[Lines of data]
########

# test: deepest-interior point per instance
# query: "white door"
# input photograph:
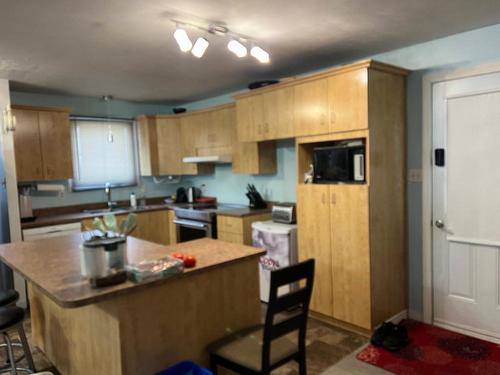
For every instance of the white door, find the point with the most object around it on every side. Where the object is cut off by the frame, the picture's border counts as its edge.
(466, 205)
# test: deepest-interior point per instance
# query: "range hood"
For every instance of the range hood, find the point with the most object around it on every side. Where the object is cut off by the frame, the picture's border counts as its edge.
(218, 159)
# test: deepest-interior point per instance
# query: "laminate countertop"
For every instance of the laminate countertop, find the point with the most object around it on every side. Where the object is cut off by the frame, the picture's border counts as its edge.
(53, 265)
(74, 217)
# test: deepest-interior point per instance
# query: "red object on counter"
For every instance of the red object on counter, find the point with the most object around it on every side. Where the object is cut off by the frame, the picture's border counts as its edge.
(208, 200)
(189, 261)
(178, 255)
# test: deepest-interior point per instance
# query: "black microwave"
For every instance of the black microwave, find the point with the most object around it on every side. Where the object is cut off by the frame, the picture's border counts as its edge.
(341, 162)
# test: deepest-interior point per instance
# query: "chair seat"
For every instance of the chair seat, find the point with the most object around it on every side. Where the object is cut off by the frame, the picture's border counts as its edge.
(245, 348)
(9, 316)
(8, 296)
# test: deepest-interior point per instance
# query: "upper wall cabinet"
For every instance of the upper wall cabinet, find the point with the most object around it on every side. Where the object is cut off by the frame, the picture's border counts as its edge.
(165, 140)
(266, 116)
(160, 150)
(311, 108)
(348, 100)
(42, 144)
(328, 102)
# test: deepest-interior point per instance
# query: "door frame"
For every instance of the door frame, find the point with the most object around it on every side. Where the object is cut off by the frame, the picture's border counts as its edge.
(427, 127)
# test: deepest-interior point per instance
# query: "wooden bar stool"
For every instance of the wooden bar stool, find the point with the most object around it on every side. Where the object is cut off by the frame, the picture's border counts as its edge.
(11, 318)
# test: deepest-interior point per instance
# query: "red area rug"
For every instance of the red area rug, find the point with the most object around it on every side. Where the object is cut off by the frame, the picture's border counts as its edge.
(436, 351)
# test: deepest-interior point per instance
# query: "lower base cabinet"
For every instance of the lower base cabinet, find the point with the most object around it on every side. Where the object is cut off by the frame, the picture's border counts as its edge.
(238, 229)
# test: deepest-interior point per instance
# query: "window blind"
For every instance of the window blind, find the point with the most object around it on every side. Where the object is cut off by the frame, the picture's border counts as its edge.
(103, 152)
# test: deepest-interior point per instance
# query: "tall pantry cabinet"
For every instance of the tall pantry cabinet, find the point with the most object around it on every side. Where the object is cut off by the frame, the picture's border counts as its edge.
(357, 232)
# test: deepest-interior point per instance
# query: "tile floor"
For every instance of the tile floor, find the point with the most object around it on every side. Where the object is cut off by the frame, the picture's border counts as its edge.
(330, 351)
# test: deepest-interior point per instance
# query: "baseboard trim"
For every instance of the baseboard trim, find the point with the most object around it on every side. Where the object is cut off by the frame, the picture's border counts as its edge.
(416, 315)
(398, 317)
(339, 324)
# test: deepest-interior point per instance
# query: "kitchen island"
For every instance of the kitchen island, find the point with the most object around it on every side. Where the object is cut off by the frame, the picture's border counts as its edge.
(135, 329)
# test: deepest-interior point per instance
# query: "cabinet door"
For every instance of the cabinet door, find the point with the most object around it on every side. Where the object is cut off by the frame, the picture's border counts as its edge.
(169, 146)
(55, 140)
(27, 149)
(348, 99)
(250, 118)
(313, 219)
(350, 254)
(278, 114)
(189, 138)
(311, 108)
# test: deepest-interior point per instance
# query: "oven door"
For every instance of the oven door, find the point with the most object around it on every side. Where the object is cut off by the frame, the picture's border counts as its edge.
(188, 230)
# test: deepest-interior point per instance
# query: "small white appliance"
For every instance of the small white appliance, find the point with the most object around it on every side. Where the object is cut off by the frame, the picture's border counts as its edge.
(280, 242)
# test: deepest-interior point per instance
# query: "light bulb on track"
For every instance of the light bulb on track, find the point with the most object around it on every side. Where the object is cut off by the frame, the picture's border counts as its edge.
(183, 40)
(261, 55)
(199, 48)
(237, 48)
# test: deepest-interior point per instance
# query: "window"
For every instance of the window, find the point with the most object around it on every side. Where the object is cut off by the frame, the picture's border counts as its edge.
(103, 152)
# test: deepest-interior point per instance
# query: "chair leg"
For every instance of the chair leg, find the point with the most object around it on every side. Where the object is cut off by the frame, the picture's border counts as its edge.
(213, 365)
(12, 361)
(26, 348)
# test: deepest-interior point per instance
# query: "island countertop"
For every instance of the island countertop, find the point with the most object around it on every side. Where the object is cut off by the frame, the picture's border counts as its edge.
(53, 265)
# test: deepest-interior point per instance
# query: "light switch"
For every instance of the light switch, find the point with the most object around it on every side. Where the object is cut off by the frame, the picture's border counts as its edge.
(415, 175)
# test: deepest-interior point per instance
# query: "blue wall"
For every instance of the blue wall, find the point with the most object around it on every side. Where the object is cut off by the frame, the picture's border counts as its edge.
(460, 50)
(89, 106)
(469, 48)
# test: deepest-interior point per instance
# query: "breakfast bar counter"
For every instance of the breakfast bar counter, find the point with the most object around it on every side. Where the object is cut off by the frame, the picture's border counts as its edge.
(135, 328)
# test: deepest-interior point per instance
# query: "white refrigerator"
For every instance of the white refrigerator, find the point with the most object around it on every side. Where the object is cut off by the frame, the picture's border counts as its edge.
(280, 242)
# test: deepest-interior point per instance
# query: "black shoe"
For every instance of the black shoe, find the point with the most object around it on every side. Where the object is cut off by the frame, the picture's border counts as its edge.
(397, 339)
(381, 333)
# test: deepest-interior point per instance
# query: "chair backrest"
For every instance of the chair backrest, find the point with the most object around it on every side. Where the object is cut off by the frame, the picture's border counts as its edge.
(288, 313)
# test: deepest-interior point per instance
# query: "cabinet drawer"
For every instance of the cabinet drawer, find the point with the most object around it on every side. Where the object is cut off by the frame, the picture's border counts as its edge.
(230, 224)
(230, 237)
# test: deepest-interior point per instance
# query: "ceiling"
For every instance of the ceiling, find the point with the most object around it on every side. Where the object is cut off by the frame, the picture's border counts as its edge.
(125, 48)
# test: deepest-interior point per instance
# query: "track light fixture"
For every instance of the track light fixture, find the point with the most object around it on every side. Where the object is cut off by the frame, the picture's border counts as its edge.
(236, 43)
(237, 48)
(183, 40)
(199, 48)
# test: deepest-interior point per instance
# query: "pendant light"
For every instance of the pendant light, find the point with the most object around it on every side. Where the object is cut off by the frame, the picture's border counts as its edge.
(237, 48)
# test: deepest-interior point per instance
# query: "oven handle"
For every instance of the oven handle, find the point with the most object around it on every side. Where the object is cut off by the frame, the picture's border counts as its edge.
(192, 224)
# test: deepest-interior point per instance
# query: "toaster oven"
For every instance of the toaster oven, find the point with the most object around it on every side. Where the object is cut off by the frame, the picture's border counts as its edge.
(284, 213)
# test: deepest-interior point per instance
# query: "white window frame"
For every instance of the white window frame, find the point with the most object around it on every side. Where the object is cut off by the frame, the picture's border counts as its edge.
(74, 145)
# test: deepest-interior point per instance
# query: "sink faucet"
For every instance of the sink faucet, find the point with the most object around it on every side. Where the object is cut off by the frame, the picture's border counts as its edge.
(107, 190)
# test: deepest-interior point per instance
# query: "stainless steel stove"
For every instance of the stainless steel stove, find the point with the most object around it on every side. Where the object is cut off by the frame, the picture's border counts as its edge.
(198, 220)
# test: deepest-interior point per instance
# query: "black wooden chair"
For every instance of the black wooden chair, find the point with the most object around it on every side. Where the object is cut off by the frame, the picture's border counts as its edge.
(261, 349)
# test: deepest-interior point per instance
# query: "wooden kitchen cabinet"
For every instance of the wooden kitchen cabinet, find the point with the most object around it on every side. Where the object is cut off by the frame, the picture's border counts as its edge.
(172, 229)
(238, 229)
(255, 158)
(160, 150)
(350, 253)
(311, 109)
(266, 116)
(348, 100)
(357, 232)
(42, 144)
(151, 226)
(314, 241)
(250, 118)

########

▶ _EXERCISE PROMPT_: Return every line of the listing above that contains the word "window". Treat the match as case-sensitive.

▶ _WRITTEN RESPONSE_:
# query: "window blind"
For every instance of the window blind, find the point with the most object around it on every side. Where the object is cut off by the frame, the picture's border counts as its edge.
# query: "window"
For every instance of the window, find the point with the most object around it on every side. Where the object is cut off by the frame, the picture's border counts as its edge.
# query: "white window frame"
For every instance of the white window frame, find the point with the most object around it on every side. Where the object is cut off by the frame, the picture's border counts as its edge.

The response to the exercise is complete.